• [To do] Write out exactly the lines from the one containing "Where can you spot the hiker's cap?" through the last line of the records below, and no others.

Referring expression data
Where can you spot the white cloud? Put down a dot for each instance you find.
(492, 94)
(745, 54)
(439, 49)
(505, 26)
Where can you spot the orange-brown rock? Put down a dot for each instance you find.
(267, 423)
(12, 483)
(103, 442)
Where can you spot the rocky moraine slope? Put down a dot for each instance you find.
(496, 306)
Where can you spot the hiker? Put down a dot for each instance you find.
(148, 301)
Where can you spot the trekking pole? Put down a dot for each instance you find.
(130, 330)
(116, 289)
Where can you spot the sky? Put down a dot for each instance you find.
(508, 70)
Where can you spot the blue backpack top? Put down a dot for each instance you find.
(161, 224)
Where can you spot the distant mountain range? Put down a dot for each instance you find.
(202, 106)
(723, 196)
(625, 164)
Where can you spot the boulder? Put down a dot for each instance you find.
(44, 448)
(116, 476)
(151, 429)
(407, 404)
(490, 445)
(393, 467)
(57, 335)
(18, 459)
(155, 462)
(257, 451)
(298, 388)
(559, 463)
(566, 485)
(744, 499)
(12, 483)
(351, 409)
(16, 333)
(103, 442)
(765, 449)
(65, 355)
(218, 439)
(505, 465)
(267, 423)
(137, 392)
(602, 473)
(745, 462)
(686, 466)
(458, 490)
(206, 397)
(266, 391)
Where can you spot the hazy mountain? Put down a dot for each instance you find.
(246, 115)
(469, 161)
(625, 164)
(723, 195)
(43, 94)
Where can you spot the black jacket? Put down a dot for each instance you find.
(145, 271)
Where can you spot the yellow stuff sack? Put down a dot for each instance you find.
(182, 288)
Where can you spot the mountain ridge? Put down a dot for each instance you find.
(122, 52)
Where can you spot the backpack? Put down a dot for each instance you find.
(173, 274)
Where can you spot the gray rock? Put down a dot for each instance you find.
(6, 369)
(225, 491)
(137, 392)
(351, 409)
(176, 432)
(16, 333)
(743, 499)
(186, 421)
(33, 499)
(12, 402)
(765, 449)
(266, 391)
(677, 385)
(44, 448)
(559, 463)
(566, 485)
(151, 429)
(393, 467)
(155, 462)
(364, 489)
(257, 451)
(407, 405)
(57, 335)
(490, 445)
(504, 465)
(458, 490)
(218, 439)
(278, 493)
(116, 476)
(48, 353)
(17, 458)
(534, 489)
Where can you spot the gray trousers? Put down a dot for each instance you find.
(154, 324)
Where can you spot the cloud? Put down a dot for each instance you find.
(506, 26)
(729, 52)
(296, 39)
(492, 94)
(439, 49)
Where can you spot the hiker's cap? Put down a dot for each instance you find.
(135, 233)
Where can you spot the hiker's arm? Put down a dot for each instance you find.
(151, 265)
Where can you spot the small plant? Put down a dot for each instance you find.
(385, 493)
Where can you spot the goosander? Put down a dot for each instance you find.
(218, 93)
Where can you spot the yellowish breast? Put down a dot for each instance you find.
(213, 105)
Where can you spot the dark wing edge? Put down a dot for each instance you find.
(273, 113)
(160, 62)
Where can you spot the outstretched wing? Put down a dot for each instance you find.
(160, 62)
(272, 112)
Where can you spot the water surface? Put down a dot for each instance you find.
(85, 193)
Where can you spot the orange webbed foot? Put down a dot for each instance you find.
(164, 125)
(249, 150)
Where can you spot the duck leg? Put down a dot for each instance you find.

• [Response below]
Where can you spot the hiker's cap? Put down a dot for each instance you find.
(135, 233)
Where can you spot the hiker's arm? Put down a dot for each instance you find.
(151, 265)
Where can you spot the small plant? Put down a dot for each instance you find.
(385, 493)
Where can you spot the goosander? Put down a dot for each instance you find.
(218, 93)
Where can you spot the yellowish breast? Put down a dot for each instance you find.
(213, 105)
Where can you spot the dark wing edge? Put down a dot for each instance you find.
(273, 113)
(160, 62)
Where can you spot the outstretched wing? Put down a dot for each instance you find.
(160, 62)
(272, 112)
Where can you spot the water surface? Put down a dot for each instance you find.
(85, 193)
Where can you spot the orange webbed foot? Put down a dot for each instance you find.
(164, 125)
(249, 150)
Where can you spot the duck leg? Put down a dot for each instance you find.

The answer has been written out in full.